(Extracted data entries)

+ + + +

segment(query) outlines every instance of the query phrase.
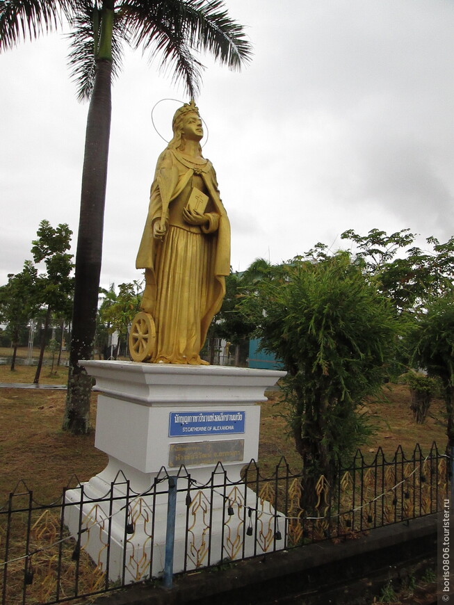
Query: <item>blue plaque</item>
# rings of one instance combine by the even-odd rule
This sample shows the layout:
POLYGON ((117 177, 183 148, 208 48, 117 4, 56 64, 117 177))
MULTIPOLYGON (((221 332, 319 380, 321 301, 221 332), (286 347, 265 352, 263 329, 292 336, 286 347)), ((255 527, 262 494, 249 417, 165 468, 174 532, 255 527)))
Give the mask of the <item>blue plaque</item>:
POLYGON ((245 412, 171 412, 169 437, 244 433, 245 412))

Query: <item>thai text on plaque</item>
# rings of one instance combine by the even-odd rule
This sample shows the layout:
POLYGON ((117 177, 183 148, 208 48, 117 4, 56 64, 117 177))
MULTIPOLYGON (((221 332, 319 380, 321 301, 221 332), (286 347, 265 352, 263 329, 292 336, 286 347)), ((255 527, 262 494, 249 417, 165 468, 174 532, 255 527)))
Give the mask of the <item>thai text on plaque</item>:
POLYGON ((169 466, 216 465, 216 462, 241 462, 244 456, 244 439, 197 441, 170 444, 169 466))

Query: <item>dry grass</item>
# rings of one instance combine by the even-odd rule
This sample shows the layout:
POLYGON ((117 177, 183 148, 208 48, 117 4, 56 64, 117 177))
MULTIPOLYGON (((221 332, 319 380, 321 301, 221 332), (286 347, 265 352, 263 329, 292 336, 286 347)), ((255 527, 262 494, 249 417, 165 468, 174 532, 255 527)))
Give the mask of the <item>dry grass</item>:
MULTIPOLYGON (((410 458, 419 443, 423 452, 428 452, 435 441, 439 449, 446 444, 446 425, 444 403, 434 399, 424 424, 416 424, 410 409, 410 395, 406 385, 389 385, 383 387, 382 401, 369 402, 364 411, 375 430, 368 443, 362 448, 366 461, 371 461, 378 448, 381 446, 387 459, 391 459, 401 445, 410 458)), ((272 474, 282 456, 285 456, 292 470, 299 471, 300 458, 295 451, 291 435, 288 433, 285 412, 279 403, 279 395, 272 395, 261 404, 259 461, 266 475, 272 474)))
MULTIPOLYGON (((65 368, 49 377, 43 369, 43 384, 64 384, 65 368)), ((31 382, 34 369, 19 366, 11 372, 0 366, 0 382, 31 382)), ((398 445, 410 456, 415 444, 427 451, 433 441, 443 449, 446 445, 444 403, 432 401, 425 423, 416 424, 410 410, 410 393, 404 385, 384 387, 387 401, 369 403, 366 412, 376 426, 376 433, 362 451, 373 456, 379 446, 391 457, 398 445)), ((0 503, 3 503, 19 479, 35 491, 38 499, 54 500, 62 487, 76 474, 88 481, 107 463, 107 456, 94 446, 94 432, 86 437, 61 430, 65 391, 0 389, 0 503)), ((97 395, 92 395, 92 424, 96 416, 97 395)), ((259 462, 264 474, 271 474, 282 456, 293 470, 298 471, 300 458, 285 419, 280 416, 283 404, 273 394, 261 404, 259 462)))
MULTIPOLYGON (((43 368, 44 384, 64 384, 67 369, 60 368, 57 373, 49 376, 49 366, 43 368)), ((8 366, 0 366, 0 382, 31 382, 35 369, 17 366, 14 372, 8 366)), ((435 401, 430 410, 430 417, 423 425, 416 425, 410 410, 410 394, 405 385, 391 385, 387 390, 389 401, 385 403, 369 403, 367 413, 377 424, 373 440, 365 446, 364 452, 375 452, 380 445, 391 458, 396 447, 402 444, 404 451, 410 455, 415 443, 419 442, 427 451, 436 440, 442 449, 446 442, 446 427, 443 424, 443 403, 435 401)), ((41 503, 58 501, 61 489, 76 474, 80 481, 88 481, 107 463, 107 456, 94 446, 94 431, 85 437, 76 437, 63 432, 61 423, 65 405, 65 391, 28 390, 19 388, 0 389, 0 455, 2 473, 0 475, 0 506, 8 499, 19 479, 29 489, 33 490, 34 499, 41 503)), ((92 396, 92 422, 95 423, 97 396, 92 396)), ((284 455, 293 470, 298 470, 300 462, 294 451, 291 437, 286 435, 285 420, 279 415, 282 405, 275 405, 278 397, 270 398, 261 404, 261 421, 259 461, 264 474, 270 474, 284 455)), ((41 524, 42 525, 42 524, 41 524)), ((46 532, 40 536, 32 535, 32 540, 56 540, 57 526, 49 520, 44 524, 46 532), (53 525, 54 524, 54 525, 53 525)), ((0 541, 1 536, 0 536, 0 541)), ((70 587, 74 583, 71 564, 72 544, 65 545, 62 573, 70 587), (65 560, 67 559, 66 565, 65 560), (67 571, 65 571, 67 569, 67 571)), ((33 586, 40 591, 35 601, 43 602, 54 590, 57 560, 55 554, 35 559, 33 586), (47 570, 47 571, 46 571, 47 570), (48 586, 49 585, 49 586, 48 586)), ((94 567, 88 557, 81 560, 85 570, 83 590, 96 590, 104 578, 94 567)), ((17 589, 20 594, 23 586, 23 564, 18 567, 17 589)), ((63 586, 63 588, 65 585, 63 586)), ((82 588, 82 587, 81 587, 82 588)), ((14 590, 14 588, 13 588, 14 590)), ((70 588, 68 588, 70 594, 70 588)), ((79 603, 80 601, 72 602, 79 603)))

+ + + +

# PROBLEM:
Please switch "plaque" to "sign" throughout the data from its first line through the line containing "POLYGON ((169 466, 216", keeping everything else unchanged. Leave the pictures out of your answer.

# FINISHED TASK:
segment(query) outlines every instance of the query phrase.
Query: <item>blue sign</item>
# rings of one instance combine by the even-odd rule
This sample shows the layout:
POLYGON ((117 177, 183 148, 208 48, 117 4, 56 64, 117 177))
MULTIPOLYGON (((221 332, 319 380, 321 301, 221 332), (286 347, 265 352, 263 329, 292 336, 286 347)), ((255 527, 262 494, 249 417, 165 468, 174 532, 255 527)))
Give the mask of the <item>blue sign</item>:
POLYGON ((245 412, 171 412, 169 437, 244 433, 245 412))

Query: <item>thai text on sign</item>
# rings of one instance combine by the even-odd rule
This sample shows the layout:
POLYGON ((117 177, 183 148, 208 48, 117 4, 56 64, 117 177))
MULTIPOLYGON (((221 332, 319 380, 321 301, 221 332), (286 347, 265 352, 263 329, 292 336, 286 347)), ((255 527, 262 494, 249 417, 165 468, 174 532, 255 527)))
Give the mask of the <item>thai text on sign</item>:
POLYGON ((169 466, 216 465, 216 462, 241 462, 244 456, 244 439, 197 441, 170 444, 169 466))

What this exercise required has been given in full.